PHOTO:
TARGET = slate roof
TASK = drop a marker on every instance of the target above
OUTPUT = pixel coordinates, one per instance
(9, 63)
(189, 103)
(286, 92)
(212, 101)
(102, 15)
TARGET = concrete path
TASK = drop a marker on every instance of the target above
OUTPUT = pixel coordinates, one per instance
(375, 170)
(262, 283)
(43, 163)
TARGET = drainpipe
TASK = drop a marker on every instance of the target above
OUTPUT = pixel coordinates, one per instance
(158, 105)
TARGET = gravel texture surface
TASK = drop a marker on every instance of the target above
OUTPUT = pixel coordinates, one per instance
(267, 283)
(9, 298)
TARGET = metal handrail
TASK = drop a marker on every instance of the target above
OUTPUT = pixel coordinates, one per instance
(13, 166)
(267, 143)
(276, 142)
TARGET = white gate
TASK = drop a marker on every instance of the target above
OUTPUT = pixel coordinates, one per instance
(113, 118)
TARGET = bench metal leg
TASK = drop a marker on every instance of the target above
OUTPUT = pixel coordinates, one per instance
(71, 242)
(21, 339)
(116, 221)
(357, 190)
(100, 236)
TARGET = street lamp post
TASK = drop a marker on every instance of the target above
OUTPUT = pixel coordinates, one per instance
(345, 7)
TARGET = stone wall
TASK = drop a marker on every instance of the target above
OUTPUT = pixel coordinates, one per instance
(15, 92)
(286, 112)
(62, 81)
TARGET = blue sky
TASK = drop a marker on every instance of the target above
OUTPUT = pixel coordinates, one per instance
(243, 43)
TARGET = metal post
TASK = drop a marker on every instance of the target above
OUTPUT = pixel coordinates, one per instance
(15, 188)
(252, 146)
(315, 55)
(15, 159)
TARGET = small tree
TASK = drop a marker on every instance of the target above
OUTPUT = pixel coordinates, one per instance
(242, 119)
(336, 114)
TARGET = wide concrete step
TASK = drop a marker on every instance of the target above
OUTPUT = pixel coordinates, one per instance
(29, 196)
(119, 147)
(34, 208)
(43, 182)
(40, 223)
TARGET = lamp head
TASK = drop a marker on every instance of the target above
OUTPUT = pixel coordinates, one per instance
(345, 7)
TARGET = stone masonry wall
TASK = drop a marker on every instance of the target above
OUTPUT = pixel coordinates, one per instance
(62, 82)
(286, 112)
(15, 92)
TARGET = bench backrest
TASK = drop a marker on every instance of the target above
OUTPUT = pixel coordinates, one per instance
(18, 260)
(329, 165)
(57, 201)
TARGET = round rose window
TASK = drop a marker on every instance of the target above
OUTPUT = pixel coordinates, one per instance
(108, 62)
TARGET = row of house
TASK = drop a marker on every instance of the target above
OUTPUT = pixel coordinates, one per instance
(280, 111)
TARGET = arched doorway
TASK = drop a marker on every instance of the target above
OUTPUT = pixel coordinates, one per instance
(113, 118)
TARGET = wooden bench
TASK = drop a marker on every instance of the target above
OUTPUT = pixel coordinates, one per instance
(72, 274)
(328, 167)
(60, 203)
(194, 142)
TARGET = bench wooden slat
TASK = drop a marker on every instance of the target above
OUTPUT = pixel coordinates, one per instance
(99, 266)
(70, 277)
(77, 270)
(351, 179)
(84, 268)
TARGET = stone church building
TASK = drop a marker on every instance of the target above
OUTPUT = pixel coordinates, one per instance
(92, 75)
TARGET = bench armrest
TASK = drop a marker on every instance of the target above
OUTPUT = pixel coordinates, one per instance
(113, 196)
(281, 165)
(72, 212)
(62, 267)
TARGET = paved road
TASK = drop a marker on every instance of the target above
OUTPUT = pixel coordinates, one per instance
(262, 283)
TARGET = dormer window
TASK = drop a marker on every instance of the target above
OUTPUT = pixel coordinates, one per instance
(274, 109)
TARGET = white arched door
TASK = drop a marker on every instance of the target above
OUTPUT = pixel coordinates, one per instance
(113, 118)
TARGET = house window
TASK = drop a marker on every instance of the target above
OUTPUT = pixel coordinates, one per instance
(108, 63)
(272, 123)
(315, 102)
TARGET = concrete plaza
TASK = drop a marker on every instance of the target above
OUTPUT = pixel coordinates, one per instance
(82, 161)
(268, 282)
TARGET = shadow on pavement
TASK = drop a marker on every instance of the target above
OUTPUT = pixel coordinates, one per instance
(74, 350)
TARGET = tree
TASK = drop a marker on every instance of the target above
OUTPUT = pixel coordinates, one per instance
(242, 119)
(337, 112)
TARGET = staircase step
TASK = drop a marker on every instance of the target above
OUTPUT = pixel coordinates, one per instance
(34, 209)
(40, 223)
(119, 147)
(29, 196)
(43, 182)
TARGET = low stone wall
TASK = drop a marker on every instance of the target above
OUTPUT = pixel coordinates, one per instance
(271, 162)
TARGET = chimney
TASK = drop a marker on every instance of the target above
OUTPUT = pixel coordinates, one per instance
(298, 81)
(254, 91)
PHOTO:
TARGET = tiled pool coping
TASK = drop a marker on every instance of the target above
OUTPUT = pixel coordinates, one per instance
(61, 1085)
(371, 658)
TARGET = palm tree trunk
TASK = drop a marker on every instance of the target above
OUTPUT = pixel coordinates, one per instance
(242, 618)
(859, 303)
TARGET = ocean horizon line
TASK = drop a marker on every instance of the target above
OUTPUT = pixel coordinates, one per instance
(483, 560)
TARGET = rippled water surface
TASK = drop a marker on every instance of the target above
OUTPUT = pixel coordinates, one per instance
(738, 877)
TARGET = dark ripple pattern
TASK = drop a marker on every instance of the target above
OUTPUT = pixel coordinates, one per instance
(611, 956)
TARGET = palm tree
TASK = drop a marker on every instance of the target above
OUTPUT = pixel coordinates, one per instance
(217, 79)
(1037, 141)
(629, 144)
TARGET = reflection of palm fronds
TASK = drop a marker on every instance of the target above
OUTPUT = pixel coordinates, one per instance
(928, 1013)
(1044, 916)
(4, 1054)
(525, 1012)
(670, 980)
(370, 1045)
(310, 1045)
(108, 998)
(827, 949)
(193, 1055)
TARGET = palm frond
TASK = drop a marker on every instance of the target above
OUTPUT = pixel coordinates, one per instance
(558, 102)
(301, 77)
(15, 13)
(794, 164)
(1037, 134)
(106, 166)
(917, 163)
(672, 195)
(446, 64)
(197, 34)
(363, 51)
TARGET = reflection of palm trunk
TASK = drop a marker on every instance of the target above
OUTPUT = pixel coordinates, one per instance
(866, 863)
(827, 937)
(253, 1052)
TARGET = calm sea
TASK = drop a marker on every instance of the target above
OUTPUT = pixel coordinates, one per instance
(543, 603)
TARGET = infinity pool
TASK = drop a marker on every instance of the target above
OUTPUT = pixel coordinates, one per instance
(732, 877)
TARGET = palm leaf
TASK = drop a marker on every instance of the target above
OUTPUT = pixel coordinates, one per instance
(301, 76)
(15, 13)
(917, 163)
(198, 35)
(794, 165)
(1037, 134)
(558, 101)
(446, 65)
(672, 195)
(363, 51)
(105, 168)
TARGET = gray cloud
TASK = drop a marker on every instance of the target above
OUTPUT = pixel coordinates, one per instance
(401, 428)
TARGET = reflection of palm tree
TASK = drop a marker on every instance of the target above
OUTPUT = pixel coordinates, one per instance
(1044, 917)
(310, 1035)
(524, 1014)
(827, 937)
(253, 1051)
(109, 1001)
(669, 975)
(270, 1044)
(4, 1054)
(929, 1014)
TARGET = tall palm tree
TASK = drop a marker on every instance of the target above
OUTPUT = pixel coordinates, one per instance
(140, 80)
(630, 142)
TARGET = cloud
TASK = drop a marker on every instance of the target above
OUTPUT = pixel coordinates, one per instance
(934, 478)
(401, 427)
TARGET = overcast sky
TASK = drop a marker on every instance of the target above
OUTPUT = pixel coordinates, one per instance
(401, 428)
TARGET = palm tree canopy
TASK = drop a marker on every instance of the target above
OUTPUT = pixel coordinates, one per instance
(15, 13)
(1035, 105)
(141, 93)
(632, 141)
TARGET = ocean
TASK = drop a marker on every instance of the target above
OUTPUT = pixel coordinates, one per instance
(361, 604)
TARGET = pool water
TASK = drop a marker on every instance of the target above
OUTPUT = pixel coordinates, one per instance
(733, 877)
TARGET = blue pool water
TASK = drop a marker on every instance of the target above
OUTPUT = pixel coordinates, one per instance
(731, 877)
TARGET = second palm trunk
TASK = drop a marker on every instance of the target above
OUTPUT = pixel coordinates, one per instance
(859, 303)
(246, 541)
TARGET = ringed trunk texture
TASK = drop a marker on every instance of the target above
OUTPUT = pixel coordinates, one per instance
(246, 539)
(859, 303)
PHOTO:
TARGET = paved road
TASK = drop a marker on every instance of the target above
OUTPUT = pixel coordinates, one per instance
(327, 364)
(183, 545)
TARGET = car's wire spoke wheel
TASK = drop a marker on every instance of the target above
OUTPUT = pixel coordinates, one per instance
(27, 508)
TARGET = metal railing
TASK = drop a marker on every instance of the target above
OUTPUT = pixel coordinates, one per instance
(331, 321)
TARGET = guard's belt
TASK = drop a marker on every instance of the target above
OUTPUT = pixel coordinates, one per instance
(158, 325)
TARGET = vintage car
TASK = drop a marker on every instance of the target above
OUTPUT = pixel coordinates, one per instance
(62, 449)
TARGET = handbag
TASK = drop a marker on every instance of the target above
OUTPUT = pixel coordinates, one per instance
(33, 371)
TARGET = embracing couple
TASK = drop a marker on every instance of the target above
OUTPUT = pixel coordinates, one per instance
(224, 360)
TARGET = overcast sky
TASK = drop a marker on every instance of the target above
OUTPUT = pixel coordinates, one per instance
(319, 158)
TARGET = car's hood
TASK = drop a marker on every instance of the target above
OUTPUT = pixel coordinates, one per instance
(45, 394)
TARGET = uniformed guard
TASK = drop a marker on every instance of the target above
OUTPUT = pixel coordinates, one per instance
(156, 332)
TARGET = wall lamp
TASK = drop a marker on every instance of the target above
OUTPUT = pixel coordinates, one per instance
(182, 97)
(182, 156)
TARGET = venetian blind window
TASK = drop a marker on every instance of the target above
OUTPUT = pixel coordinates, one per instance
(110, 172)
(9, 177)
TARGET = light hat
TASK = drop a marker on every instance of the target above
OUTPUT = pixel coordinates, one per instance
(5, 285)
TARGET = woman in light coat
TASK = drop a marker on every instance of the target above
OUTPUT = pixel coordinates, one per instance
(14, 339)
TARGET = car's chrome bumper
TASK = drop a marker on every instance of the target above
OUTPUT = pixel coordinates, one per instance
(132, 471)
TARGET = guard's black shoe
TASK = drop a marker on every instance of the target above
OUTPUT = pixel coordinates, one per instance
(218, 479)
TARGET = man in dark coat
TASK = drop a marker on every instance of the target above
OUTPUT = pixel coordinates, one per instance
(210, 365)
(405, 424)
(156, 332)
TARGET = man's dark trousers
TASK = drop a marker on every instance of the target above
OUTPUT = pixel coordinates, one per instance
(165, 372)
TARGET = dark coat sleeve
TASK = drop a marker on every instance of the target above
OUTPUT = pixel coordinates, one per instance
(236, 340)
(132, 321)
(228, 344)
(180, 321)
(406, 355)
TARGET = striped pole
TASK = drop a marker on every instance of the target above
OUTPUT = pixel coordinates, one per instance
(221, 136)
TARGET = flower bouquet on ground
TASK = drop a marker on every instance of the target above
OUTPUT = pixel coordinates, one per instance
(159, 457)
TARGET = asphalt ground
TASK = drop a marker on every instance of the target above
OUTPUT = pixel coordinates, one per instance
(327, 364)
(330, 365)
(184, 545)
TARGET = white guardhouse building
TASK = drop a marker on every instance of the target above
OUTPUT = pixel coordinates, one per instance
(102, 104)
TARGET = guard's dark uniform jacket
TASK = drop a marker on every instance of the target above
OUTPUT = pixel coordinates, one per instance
——
TASK OBJECTIVE: In the entries above, which lines hold the string "arched"? Report all of them.

ANSWER FOR THE TASK:
TARGET = arched doorway
TARGET = white arched door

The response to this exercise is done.